--- Material provided Enclosed Below ---

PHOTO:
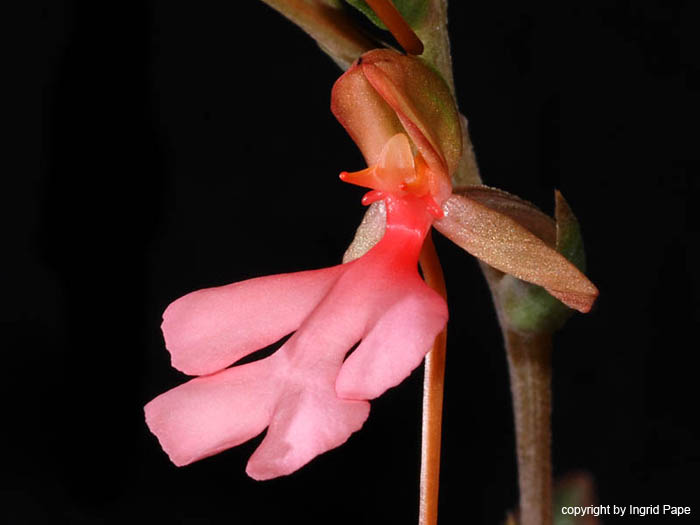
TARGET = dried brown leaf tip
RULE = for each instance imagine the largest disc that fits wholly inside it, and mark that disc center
(516, 238)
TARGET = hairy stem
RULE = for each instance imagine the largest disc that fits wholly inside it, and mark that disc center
(530, 364)
(433, 387)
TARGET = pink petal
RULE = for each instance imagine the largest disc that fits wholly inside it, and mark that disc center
(209, 329)
(210, 414)
(395, 345)
(306, 423)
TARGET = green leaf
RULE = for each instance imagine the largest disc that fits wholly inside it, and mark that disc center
(413, 11)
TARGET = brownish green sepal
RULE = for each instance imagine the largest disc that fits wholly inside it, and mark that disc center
(413, 11)
(530, 308)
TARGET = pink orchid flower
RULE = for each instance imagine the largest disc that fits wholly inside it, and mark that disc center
(308, 395)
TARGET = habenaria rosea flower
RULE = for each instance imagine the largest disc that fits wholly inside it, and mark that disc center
(307, 394)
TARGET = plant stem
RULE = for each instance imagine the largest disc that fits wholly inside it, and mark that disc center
(433, 387)
(530, 364)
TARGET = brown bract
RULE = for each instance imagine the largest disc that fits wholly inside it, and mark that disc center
(514, 237)
(385, 93)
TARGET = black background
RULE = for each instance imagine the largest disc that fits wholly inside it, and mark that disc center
(187, 145)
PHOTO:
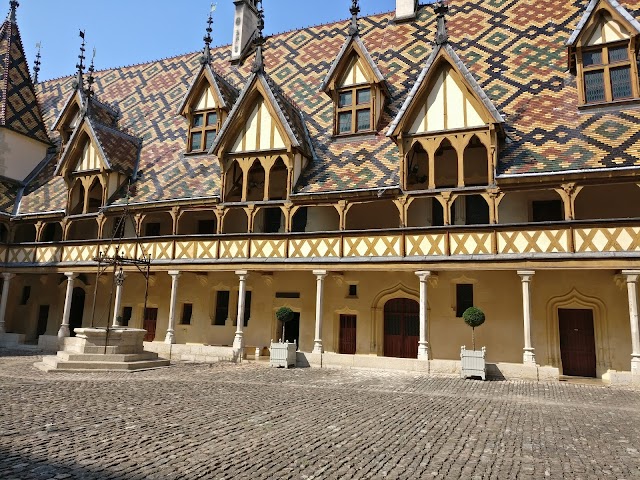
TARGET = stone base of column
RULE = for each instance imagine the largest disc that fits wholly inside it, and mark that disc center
(635, 366)
(238, 341)
(63, 332)
(423, 351)
(529, 356)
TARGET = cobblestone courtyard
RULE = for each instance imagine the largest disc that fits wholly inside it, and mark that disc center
(249, 421)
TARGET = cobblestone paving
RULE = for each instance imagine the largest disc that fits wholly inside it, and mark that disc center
(249, 421)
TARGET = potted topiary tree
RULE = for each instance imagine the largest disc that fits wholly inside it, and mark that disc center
(282, 353)
(473, 361)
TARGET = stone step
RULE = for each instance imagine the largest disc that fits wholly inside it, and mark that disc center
(84, 357)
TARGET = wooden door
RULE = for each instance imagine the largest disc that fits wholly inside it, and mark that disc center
(347, 334)
(150, 321)
(577, 342)
(401, 328)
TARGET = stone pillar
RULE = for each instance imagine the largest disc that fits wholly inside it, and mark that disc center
(423, 344)
(317, 341)
(64, 328)
(120, 275)
(171, 337)
(5, 297)
(238, 341)
(529, 356)
(632, 291)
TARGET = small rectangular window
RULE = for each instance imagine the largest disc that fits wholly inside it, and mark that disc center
(152, 229)
(198, 120)
(346, 99)
(187, 310)
(26, 293)
(222, 307)
(363, 96)
(364, 120)
(592, 57)
(464, 298)
(247, 307)
(126, 316)
(344, 122)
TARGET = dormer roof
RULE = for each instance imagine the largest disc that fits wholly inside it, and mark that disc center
(19, 108)
(443, 50)
(631, 22)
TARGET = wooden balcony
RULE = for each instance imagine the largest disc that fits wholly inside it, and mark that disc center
(599, 239)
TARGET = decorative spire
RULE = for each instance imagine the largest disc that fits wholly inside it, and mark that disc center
(37, 63)
(442, 36)
(258, 65)
(79, 81)
(206, 54)
(354, 29)
(12, 13)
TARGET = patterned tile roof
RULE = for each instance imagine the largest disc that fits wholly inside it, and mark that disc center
(19, 109)
(515, 49)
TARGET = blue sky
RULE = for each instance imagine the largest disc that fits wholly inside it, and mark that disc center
(126, 32)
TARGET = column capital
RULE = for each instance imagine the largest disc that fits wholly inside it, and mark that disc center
(320, 273)
(526, 275)
(423, 275)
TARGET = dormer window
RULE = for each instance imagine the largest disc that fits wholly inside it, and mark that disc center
(602, 53)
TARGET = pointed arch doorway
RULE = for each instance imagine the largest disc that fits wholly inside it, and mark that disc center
(401, 328)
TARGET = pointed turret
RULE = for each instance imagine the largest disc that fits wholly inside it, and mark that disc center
(22, 130)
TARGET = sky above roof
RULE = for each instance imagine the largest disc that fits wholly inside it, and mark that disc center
(126, 32)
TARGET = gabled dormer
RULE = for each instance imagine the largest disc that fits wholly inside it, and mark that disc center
(207, 102)
(447, 130)
(96, 162)
(356, 85)
(23, 136)
(264, 145)
(603, 52)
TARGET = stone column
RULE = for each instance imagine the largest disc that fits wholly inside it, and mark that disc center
(64, 328)
(529, 356)
(423, 344)
(238, 341)
(120, 275)
(317, 341)
(6, 277)
(632, 277)
(171, 337)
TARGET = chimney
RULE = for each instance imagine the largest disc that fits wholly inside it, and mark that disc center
(406, 9)
(244, 27)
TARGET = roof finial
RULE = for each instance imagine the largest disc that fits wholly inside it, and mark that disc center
(79, 81)
(354, 29)
(206, 54)
(258, 65)
(37, 63)
(442, 36)
(12, 13)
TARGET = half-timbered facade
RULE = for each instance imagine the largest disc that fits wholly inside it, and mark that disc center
(376, 175)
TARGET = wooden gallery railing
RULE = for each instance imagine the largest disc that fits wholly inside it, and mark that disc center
(600, 239)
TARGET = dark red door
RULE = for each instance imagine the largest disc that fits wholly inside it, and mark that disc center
(577, 342)
(401, 328)
(150, 320)
(348, 334)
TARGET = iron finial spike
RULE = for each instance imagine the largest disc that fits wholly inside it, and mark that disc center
(354, 29)
(258, 65)
(37, 63)
(441, 9)
(14, 4)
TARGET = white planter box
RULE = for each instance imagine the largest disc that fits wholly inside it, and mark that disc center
(472, 363)
(283, 354)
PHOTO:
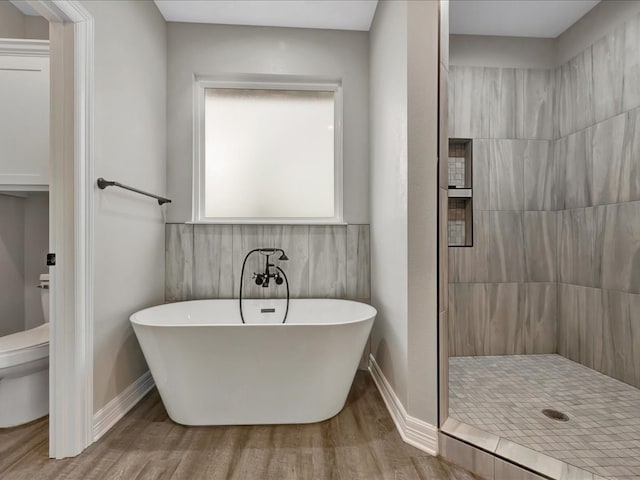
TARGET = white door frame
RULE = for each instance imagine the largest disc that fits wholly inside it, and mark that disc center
(71, 226)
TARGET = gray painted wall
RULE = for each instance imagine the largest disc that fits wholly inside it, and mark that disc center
(130, 146)
(36, 246)
(14, 24)
(24, 241)
(11, 264)
(388, 133)
(223, 49)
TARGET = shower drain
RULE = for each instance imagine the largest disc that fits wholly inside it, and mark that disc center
(555, 415)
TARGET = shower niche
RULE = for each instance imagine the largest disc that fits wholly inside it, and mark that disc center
(460, 211)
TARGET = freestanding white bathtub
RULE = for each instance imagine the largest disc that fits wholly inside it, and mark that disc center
(210, 369)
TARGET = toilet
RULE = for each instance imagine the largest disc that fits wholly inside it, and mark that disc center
(24, 370)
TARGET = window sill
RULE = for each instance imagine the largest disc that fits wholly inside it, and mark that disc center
(237, 221)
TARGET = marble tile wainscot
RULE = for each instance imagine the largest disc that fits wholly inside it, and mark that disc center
(205, 260)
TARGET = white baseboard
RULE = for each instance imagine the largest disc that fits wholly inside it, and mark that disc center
(108, 416)
(413, 431)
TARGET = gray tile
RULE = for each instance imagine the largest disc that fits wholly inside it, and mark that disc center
(619, 246)
(540, 191)
(582, 85)
(328, 261)
(294, 240)
(563, 102)
(443, 139)
(213, 265)
(579, 314)
(443, 253)
(540, 243)
(617, 337)
(509, 471)
(178, 262)
(470, 264)
(467, 456)
(358, 258)
(616, 159)
(609, 168)
(573, 157)
(506, 174)
(480, 165)
(471, 119)
(537, 310)
(608, 61)
(483, 319)
(503, 96)
(630, 91)
(538, 104)
(578, 262)
(504, 244)
(245, 239)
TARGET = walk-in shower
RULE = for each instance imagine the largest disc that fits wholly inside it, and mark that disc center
(544, 290)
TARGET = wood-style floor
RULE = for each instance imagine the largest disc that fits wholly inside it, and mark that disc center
(359, 443)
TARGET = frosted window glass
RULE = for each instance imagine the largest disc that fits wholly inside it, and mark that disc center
(269, 153)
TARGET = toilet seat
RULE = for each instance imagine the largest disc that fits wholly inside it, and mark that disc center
(24, 347)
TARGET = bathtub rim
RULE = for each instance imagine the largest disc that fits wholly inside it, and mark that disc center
(373, 313)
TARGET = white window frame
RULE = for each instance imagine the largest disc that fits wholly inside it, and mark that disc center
(263, 82)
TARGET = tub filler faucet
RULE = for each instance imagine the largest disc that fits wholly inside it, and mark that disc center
(263, 279)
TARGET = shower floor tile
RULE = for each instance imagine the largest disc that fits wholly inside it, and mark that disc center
(505, 395)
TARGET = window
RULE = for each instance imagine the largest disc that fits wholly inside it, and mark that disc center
(268, 153)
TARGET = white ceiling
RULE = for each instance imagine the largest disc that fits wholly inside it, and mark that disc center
(24, 7)
(331, 14)
(516, 18)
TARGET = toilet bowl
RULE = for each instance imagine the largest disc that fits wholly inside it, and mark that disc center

--- End of Enclosed Material provided ---

◆ Task directions
Show all lines in the records above that hold "bathtub".

◆ Response
TARGET = freestanding white bathtub
TARGET = bathtub rim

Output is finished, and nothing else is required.